Великая Римская империя в первые столетия нашей эры еще продолжала держать в повиновении свои окраины. До раскола оставалось еще лет четыреста, и этого времени хватило на то, чтобы не только забыть о проклятье, наложенном на землю Карфагена, но и отстроить на том же самом месте – место-то прекрасное – новый город. Теперь уже в римском стиле… Не прошло и нескольких десятилетий, а восставший из пепла превратился во второй по значению и красоте город в государстве.

 

Мало того, что здесь сосредоточилась политическая власть Африки. Будто вспомнив былое, затеяли торговую суету купцы. Открылись учебные заведения, где молодежь предалась наукам, и театры, в которых по вечерам царствовала Мельпомена. Архитекторы превратили пустовавшие вокруг берега Средиземного моря в, как мы сейчас окажем, урбанизированную зону. Население этого шумного, динамичного и красивого города выросло до 300 тысяч человек. Практически все историки, описавшие Карфаген римских времен, говорили о нем, как о месте, где процветали «роскошь и удовольствие».

Записи данных >>
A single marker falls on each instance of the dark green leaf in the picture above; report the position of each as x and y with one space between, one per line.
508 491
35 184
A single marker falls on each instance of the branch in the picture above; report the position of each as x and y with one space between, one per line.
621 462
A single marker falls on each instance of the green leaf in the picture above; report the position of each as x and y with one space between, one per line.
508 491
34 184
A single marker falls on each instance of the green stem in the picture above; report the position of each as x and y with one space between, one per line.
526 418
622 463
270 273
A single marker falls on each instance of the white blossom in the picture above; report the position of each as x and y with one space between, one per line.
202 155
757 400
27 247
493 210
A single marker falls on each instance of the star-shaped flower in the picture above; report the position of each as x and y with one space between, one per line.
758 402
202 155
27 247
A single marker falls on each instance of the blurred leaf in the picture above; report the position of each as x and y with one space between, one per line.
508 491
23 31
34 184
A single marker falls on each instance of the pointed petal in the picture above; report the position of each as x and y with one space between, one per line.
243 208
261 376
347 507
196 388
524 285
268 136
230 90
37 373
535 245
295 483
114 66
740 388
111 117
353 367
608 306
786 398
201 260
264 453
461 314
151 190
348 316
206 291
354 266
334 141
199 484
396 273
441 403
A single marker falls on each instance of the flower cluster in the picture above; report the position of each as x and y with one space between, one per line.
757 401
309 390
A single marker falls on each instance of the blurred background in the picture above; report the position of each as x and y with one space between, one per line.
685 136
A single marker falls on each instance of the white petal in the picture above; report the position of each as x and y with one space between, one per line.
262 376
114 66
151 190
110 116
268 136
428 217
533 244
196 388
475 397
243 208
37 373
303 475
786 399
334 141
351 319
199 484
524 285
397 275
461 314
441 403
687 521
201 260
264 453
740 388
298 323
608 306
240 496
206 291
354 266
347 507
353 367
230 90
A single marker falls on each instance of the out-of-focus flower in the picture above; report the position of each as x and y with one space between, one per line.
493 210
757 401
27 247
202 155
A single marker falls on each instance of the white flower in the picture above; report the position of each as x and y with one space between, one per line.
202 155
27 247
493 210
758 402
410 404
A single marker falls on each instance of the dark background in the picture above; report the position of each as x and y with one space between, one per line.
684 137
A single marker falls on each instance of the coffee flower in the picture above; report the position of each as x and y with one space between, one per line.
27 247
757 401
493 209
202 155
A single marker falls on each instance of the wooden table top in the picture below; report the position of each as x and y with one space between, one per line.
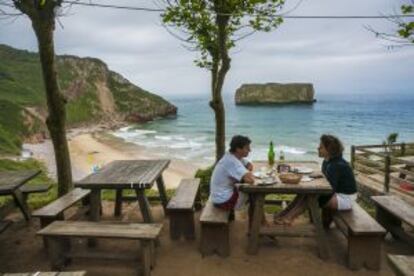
125 174
316 186
11 180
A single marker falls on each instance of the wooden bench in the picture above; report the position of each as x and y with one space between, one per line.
34 189
49 273
59 232
215 232
181 209
55 210
364 235
401 265
391 212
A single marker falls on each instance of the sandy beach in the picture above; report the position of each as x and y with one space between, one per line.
100 148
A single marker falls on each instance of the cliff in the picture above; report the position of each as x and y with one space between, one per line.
275 93
95 95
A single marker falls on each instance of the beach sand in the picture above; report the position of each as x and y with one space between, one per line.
100 148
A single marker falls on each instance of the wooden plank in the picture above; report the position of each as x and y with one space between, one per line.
185 195
125 174
360 222
212 214
303 231
30 189
397 207
62 203
317 186
89 229
402 265
72 273
11 180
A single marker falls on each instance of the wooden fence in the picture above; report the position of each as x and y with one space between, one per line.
388 165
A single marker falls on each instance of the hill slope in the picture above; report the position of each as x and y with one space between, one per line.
95 94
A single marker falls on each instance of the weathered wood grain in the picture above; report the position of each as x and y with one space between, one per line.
59 205
124 174
102 230
397 207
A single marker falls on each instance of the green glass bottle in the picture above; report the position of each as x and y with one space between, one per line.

Цель задания >>
До какой численности, согласно тексту о римском Карфагене, выросло население города? Записи здесь никакой роли не играют.

Письменный ответ >>
До 300 тысяч человек.